### TASK INSTRUCTIONS
Turn the items below into a numbered list with one line per entry, leaving out the blank lines.

### RECORDS SHOWN
# # # # # # #

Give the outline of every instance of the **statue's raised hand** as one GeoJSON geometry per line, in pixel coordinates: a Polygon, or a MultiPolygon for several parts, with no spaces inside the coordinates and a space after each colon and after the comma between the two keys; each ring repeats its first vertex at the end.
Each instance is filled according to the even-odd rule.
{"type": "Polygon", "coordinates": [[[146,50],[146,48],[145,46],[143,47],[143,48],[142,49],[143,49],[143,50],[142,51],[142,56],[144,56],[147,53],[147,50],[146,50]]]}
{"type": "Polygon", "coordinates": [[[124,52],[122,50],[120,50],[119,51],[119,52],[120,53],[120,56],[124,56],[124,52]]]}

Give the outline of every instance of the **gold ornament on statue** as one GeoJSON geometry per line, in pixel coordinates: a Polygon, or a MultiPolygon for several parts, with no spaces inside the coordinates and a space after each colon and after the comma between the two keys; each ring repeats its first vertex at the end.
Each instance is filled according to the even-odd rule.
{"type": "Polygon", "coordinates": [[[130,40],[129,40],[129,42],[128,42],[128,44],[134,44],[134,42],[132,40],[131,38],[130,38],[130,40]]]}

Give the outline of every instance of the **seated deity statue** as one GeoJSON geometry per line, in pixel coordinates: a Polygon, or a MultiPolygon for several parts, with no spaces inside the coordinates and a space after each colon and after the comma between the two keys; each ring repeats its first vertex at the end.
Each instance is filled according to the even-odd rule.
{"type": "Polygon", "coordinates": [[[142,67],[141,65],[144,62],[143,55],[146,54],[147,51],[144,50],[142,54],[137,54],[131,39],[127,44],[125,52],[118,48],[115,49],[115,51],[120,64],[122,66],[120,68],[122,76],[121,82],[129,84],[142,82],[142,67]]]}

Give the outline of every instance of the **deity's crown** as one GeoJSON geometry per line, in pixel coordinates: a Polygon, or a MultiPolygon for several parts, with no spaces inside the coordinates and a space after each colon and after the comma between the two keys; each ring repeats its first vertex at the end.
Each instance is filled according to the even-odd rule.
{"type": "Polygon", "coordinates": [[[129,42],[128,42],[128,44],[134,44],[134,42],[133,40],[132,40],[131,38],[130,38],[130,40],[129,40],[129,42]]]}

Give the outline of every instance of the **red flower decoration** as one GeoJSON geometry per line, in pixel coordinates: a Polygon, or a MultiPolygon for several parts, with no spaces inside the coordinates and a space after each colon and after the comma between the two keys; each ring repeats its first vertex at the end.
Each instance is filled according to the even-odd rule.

# # # # # # #

### REPLY
1. Give the outline of every instance of the **statue's raised hand** as one GeoJSON geometry per line, in pixel coordinates: a Polygon, or a MultiPolygon for several parts, with no spaces inside the coordinates and a space after each colon and after the comma between the two keys; each ring repeats its first vertex at the end.
2. Each instance is filled according to the even-odd rule.
3. {"type": "Polygon", "coordinates": [[[146,50],[146,48],[145,46],[143,47],[143,48],[142,49],[143,49],[143,50],[142,51],[142,56],[144,56],[147,53],[147,50],[146,50]]]}
4. {"type": "Polygon", "coordinates": [[[124,52],[122,50],[120,50],[119,51],[119,52],[120,53],[120,56],[124,56],[124,52]]]}
5. Give the outline of every instance of the **gold ornament on statue** as one GeoJSON geometry per line, in pixel coordinates: a Polygon, or a MultiPolygon for several parts, with no spaces inside the coordinates and a space after each colon and after the comma between the two keys; each ring repeats its first vertex at the end.
6. Each instance is filled according to the even-odd rule.
7. {"type": "Polygon", "coordinates": [[[130,40],[129,40],[129,42],[128,42],[128,44],[134,44],[134,42],[132,40],[131,38],[130,38],[130,40]]]}
8. Give the outline of every instance of the **seated deity statue** as one GeoJSON geometry per line, in pixel coordinates: a Polygon, or a MultiPolygon for several parts, with no spaces inside the coordinates and a space after each colon and after the comma between the two keys; each ring repeats its first vertex at the end.
9. Each instance is filled according to the even-odd rule.
10. {"type": "Polygon", "coordinates": [[[142,67],[141,65],[144,62],[143,55],[146,54],[147,51],[144,50],[142,54],[137,54],[131,39],[127,44],[125,52],[118,48],[115,49],[115,51],[120,64],[122,66],[120,68],[122,76],[121,82],[129,84],[142,82],[142,67]]]}
11. Give the outline of every instance of the **deity's crown** as one GeoJSON geometry per line, in pixel coordinates: a Polygon, or a MultiPolygon for several parts, with no spaces inside the coordinates and a space after each colon and after the comma between the two keys; each ring repeats its first vertex at the end.
12. Each instance is filled according to the even-odd rule.
13. {"type": "Polygon", "coordinates": [[[129,42],[128,42],[128,44],[134,44],[134,42],[133,40],[132,40],[131,38],[130,38],[130,40],[129,40],[129,42]]]}
14. Give the outline of every instance of the **red flower decoration** as one GeoJSON geometry per line, in pixel coordinates: a Polygon, or a MultiPolygon for several parts, with no spaces inside the coordinates and a space after each colon and after the comma between the two keys; each ring repeats its first vertex at the end.
15. Each instance is filled according to the even-odd rule.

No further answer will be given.